WRITTEN TASK :: Please rewrite everything from the line containing "May I ask you to find the parked" down to the line containing "134,116,220,173", swapping "tail light" for "rear light" and keeping every other part of those lines the same.

MATERIAL FOR THIS EXERCISE ::
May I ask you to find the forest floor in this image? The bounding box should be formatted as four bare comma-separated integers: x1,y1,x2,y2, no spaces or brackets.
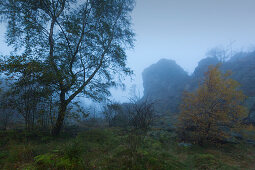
0,128,255,170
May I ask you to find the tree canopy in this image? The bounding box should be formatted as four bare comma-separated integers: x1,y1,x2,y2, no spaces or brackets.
0,0,134,135
179,66,246,144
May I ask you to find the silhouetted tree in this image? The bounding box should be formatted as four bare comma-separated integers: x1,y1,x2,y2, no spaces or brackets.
0,0,134,135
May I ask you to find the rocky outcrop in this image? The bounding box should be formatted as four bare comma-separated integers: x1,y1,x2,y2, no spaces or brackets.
143,59,189,112
143,52,255,122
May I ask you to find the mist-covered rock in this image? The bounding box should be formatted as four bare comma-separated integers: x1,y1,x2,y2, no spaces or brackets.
142,59,189,112
143,52,255,122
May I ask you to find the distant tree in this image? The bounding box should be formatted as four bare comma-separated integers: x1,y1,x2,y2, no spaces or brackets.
0,0,134,135
179,66,246,144
103,102,122,127
0,90,15,130
206,41,234,63
128,99,156,133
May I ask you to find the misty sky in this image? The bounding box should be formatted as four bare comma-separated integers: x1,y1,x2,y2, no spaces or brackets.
0,0,255,101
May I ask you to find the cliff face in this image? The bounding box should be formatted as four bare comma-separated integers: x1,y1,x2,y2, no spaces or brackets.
143,52,255,122
142,59,189,112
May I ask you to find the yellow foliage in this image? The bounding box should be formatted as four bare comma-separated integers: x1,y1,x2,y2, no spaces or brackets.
179,66,247,143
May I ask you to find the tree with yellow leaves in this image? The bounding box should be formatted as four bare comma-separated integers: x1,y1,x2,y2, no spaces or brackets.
179,66,246,145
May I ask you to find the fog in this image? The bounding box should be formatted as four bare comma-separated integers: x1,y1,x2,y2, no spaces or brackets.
0,0,255,101
113,0,255,101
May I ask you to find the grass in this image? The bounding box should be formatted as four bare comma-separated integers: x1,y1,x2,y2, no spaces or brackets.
0,128,255,170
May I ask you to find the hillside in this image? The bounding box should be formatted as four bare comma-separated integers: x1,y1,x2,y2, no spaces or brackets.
143,52,255,122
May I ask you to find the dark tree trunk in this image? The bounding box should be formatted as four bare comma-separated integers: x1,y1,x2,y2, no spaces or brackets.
52,92,68,136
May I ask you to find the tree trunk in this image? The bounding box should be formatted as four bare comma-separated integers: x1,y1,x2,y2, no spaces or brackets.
52,102,67,136
52,92,68,136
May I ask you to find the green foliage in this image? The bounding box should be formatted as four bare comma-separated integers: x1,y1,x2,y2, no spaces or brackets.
0,128,255,170
178,66,247,145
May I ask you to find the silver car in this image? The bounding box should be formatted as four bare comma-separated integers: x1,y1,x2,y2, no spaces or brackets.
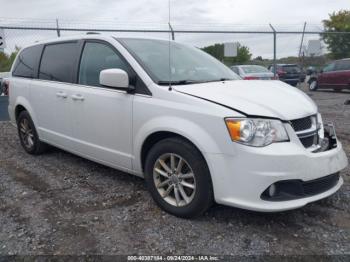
231,65,275,80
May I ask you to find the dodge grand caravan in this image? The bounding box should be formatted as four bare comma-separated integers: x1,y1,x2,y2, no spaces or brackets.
8,35,347,217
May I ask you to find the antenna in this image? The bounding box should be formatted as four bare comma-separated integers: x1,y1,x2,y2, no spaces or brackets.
168,0,172,91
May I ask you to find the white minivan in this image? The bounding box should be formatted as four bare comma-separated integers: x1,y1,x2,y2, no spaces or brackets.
7,34,348,217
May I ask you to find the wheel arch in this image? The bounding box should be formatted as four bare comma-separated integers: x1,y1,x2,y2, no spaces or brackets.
13,97,37,126
141,131,206,171
133,117,220,174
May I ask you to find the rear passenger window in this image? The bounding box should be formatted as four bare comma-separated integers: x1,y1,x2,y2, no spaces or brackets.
79,42,129,86
12,46,42,78
39,42,78,83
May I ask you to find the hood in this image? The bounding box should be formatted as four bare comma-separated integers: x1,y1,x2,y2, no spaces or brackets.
173,80,317,120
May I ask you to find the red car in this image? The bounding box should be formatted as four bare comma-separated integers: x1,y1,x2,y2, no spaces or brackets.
308,58,350,91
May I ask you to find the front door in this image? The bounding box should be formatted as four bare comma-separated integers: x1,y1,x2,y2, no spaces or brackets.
30,41,79,149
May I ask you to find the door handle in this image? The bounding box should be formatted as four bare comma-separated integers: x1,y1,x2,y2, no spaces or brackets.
56,91,67,98
72,94,84,101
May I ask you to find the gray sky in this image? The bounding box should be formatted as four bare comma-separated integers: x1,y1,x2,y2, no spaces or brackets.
0,0,350,57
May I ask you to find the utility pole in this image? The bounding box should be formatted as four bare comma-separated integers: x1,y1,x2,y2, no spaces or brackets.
270,24,277,78
298,22,306,68
168,22,175,41
56,18,61,37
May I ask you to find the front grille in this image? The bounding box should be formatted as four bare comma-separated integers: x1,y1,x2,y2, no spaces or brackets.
261,173,339,201
303,174,339,196
289,116,318,148
290,116,312,132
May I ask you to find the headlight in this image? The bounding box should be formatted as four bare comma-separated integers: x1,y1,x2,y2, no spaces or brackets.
225,118,289,147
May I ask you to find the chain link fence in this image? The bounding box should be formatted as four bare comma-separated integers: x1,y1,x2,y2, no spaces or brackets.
0,18,350,64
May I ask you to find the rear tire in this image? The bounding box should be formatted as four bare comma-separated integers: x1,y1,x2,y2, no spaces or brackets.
145,137,214,218
309,79,318,91
17,111,47,155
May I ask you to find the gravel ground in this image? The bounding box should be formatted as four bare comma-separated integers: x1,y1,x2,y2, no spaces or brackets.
0,86,350,255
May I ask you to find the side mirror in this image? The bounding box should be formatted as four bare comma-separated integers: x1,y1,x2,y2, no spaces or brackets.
100,68,133,91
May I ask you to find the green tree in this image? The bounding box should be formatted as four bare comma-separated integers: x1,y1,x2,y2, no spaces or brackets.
321,10,350,59
202,44,252,66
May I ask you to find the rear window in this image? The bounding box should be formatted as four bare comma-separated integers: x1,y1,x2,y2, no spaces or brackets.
335,59,350,70
282,65,301,73
12,46,42,78
39,42,78,83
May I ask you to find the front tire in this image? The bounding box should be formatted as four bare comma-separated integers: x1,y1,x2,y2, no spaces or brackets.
17,111,47,155
309,79,318,91
145,138,213,218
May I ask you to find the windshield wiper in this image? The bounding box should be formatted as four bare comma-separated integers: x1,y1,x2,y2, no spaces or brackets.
205,78,234,83
157,80,202,86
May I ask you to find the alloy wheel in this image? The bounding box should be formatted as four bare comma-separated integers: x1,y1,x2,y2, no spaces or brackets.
153,153,196,207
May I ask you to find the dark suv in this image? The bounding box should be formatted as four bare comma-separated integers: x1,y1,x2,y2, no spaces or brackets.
308,58,350,91
269,64,305,86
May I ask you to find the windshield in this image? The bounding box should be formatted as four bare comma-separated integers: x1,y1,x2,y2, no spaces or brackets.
242,65,270,74
118,38,240,85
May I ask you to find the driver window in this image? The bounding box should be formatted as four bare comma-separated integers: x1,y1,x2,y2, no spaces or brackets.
79,42,128,86
323,63,334,72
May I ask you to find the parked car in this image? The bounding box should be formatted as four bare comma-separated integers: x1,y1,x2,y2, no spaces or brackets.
269,64,306,86
230,65,275,80
8,35,348,217
308,58,350,91
0,72,9,96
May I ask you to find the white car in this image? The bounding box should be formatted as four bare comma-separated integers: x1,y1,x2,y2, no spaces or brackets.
8,35,348,217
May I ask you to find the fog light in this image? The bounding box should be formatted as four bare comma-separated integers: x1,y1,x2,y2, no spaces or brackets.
269,184,276,197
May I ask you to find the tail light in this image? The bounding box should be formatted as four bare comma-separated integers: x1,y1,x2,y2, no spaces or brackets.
3,80,10,96
243,76,259,80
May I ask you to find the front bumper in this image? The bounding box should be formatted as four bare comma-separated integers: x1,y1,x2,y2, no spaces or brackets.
205,124,348,212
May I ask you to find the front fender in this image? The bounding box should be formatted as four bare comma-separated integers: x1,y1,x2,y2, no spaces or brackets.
134,116,220,173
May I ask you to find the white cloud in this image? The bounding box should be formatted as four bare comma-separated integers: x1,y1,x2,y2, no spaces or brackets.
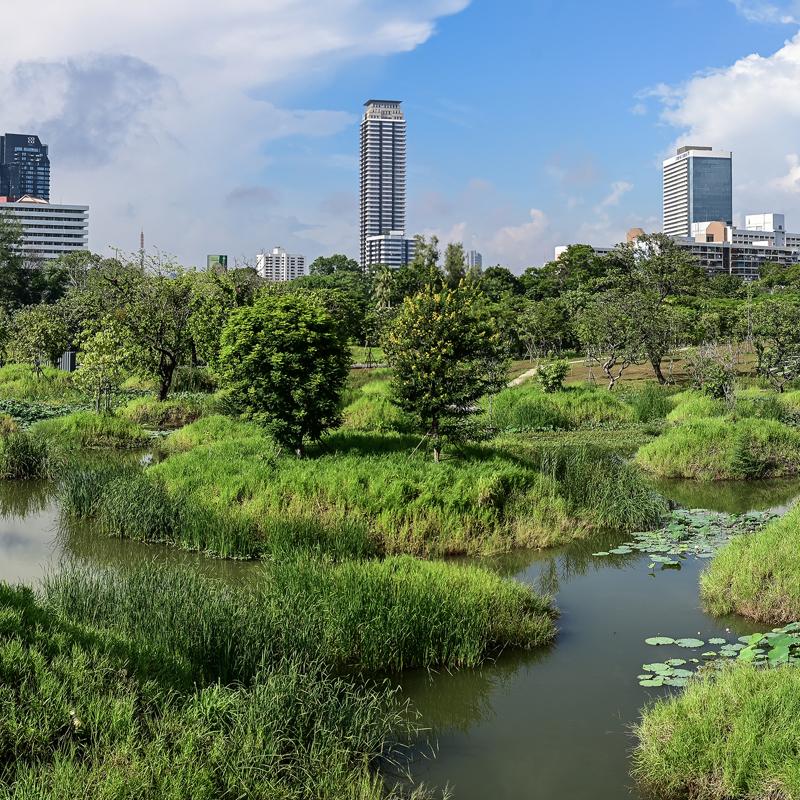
730,0,798,25
0,0,469,261
659,33,800,229
597,181,633,211
491,208,550,266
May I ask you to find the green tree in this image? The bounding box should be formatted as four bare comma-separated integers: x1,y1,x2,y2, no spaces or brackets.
444,243,467,289
309,253,361,275
384,286,507,461
87,262,193,400
478,266,523,303
9,305,70,376
750,299,800,392
576,289,646,390
73,320,129,413
219,290,350,455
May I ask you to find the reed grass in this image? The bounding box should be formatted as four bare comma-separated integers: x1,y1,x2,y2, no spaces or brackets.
636,417,800,480
487,384,636,431
44,556,555,686
120,393,213,429
30,411,151,450
700,507,800,623
633,665,800,800
0,584,424,800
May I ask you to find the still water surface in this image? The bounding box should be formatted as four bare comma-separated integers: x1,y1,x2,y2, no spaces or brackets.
0,482,800,800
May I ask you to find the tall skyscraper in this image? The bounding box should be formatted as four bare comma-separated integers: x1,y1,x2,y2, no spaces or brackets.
0,133,50,202
664,147,733,236
361,100,407,269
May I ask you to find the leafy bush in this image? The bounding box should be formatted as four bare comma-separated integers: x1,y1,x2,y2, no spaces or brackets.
536,360,570,394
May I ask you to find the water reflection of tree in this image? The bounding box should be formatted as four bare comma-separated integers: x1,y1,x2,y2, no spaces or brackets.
0,481,55,517
655,478,800,514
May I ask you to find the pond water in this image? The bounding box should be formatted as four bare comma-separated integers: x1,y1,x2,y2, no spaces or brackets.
0,482,800,800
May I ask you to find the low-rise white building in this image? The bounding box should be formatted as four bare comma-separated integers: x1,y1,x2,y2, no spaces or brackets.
256,247,306,283
0,195,89,261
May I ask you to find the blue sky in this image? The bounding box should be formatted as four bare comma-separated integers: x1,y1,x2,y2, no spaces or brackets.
0,0,800,271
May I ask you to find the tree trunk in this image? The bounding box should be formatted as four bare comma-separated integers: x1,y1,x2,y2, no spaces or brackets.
431,418,442,464
650,356,667,386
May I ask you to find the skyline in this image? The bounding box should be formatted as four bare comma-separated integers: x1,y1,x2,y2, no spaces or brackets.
0,0,800,272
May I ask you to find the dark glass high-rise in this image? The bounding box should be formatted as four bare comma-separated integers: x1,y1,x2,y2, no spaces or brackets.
0,133,50,202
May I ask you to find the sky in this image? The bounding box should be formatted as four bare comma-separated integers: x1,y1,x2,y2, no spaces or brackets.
0,0,800,272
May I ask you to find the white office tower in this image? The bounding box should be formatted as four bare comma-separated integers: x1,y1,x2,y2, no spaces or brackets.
0,195,89,261
256,247,306,283
361,100,409,269
664,147,733,236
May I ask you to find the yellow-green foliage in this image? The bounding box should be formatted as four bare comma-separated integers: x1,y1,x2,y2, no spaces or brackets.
0,364,81,403
120,394,211,428
30,411,150,450
633,665,800,800
700,507,800,623
636,417,800,480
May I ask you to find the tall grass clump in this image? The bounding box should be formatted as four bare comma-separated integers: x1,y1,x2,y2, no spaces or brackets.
0,584,422,800
0,431,52,481
30,411,151,450
44,556,555,681
120,394,212,429
636,417,800,480
488,384,634,430
504,440,667,530
0,364,83,403
700,507,800,623
633,665,800,800
624,382,673,422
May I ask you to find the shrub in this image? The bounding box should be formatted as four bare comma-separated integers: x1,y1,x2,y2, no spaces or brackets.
636,418,800,480
31,411,150,450
536,360,570,394
700,507,800,623
633,665,800,800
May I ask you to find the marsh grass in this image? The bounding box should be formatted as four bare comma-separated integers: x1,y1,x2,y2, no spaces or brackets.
44,556,555,685
633,665,800,800
30,411,151,450
120,393,213,429
487,384,636,431
700,507,800,623
636,417,800,480
0,585,424,800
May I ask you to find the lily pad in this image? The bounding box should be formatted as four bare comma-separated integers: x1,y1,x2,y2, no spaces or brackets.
675,639,705,650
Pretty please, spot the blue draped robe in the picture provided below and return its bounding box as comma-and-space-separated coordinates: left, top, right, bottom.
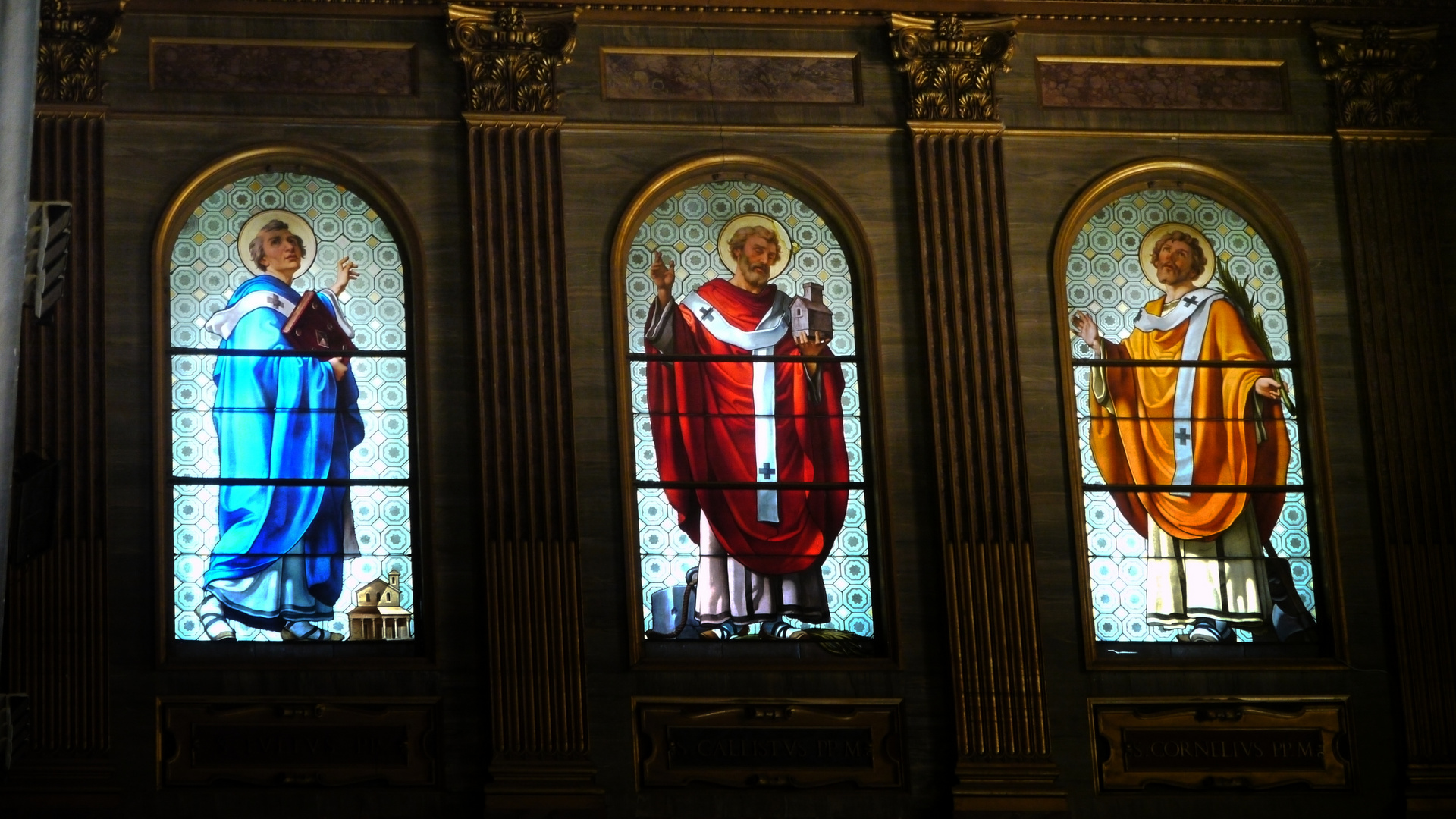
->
202, 275, 364, 629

OUTPUT OF THE EXERCISE ::
May I ask you to find the parked car in this image? The bounding box should be formatted as four bare comma-separated integers: x1,y1,x2,y2, no spaces or brackets.
269,64,306,86
230,65,275,80
8,35,348,217
308,58,350,91
0,72,9,96
May I ask you to find the white car in this image? The bounding box should be formatted as four bare comma-separated integers: x1,y1,x2,y2, no spaces or brackets.
8,35,348,217
May I ask you to find the fog light in this image? The bounding box should be formatted as four bare comma-separated integers: x1,y1,x2,y2, no spaces or brackets.
269,184,276,197
May I ask you to find the rear light in this image? The bounding box should be formatted as four bare comma-separated integers: x1,y1,x2,y2, no spaces or brackets.
3,80,10,96
243,76,259,80
May I ask you to find the front bumper in this image? The bounding box should be formatted as four bare comma-separated integers: x1,y1,x2,y2, no spaces or brackets.
205,124,348,212
May I ask you to find the front fender in this image? The bounding box should be formatted as four bare comma-separated integers: x1,y1,x2,y2, no spaces or brackets.
134,116,220,173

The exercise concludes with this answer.